In this new kind of war, Western intelligence agencies ought now to be operating in the employment market, offering retainers to keep such scientists out of mischief. Even if they were paid $100,000 a year each: One billion dollars, as an item in a homeland defense budget, would be a trifling price to pay to avert a nuclear explosion in downtown Los Angeles.
The concept has its roots in an earlier time, coming out of a more traditional war. In 1945, the United States conducted an operation, code-named Paperclip, to hire Germany's military scientists before the Soviet Union could. One of Paperclip's successes was Werner von Braun, the father of American's space program. An unfortunate mood of complacency during the years of American nuclear monopoly ultimately allowed the Soviets and their harvest of second-team rocket technologists to score a victory during the 1950s. The same mistake must not be made again.
It will be equally important to operate in the market for loose nuclear material. Fissionable material, closely guarded wherever it is held, is regularly reported missing. We do not know whether the reports are true or not, but we cannot afford, in this new war, to take a chance. Intelligence officers should be authorized to offer whatever it takes to buy rogue warhead material. Western states have an advantage in the marketplace over terrorists who, rich as they may be, cannot match what national treasuries can offer. And since terrorist networks, it can be said with certainty, do not today have the facilities to produce nuclear material, an advantage in the marketplace is crucial.
Another theater of this new war in which superior wealth is an advantage is electronic communication. It has not yet been revealed how the Sept. 11 terrorists coordinated their atrocity, but suspicion must fall on the Internet and e-mail. The so-called "strong encryption" developed by software manufacturers to guarantee secure online transactions can defeat the most intense attack by intercept and decryption agencies in even the most-advanced nations. As William Crowell, a former deputy director of the National Security Agency, America's cipher-cracking organization, has explained with only slight exaggeration, "If all the personal computers in the world were put to work on a [strongly encrypted] message, it would still take an estimated 12 million times the age of the universe to break a single message."
──────
Carry on the text about fighting terrorism with Western wealth, starting after its last sentence. The data that follows is separate material and has nothing to do with the text above.

- [EXERCISE DATA]
──────
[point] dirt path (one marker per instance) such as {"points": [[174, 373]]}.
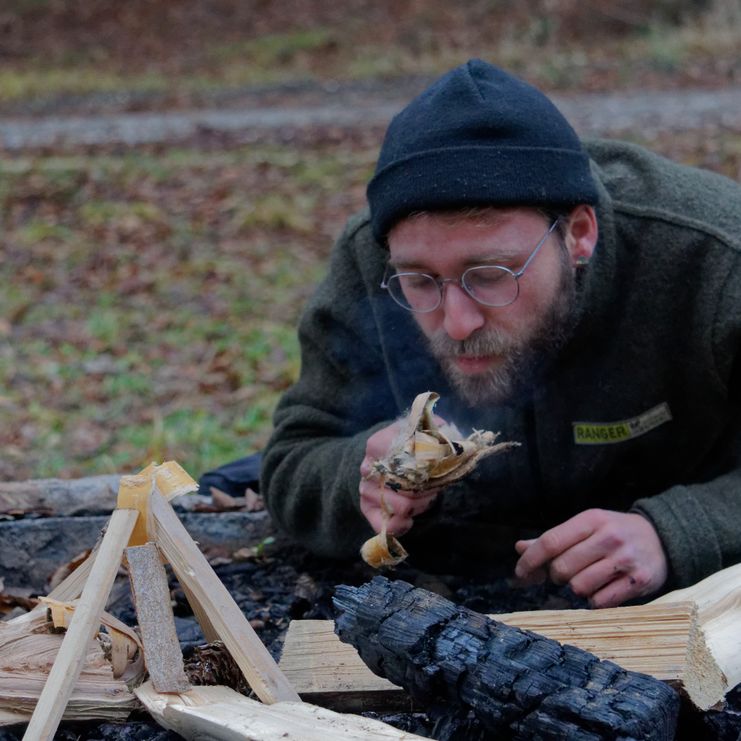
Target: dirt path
{"points": [[592, 114]]}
──────
- [EXERCISE ANSWER]
The computer industry is already bristling at the suggestion that the government should interfere in any way with Internet traffic, throwing up a smoke-screen of privacy and other objections. That is a matter that will have to be settled at the political and legal levels. But war does change things. Should Japanese foreign nationals have been allowed to transmit encrypted messages on the Internet, had it then existed, in the weeks before Pearl Harbor?
Would it not make sense to ban the passage of strongly encrypted messages, the key to which has not been supplied to the security agencies?
Internet professionals object that such keys, which are used to encipher commercial information, could never be held securely. The temptation of profit would guarantee that business rivals would acquire access. Frankly, if the choice is between damage to the business of private companies and damage to the lives of millions of innocent victims of terrorism, who cares? Civil libertarians will protest at the thought that a security agent may be listening in. A time will come when civil libertarians will wonder how they ever thought that enemies of society allowed for any liberties at all.
The world changed on Sept. 11. Now the nature of war must change to keep up with it.